[Start SUPPLIED PASSAGE]

Do read through the debate between Pete Birks (who has convinced me) and Pete Doubleday (who takes your side) at the link. Pete Birks puts the first half of the case well:
I have 1000 black snooker balls and 1000 green snooker balls

1000 people come to a cocktail party. I give each of them two snooker balls at random.

This should result in roughly 250 people getting two green balls, 250 people getting two black balls, and 500 people getting one green ball and one black ball. If you disagree with that analysis, there's not much hope I fear.

Half way through the party I ask all of those with at least one black ball in their pocket to raise their hands.

About 750 people will raise their hands.

I now ask all of those with two black balls in their pocket to raise their hands.

About 250 people will raise their hands.

Therefore if someone has "at least" one black ball in their pocket, the chance of them having two black balls in their pocket is 250/750, or 1/3.

[End SUPPLIED PASSAGE]

GIVEN INSTRUCTION A
In the snooker ball passage, about how many people raise their hands when asked who has at least one black ball?
GIVEN INSTRUCTION B
List every group of guests the snooker ball passage expects after the balls are handed out, with the rough number of people in each.
GIVEN INSTRUCTION C
Copy the stretch of the snooker ball passage from "1000 people come" through "ball in their pocket to raise their hands.".

[Start DATA EXCERPT]

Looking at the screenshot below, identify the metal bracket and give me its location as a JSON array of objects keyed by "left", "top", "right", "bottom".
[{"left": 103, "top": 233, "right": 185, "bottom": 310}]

[End DATA EXCERPT]

EXERCISE RESPONSE A
About 750 people.

EXERCISE RESPONSE B
- Two green balls: roughly 250 people
- Two black balls: roughly 250 people
- One green ball and one black ball: roughly 500 people

EXERCISE RESPONSE C
1000 people come to a cocktail party. I give each of them two snooker balls at random.

This should result in roughly 250 people getting two green balls, 250 people getting two black balls, and 500 people getting one green ball and one black ball. If you disagree with that analysis, there's not much hope I fear.

Half way through the party I ask all of those with at least one black ball in their pocket to raise their hands.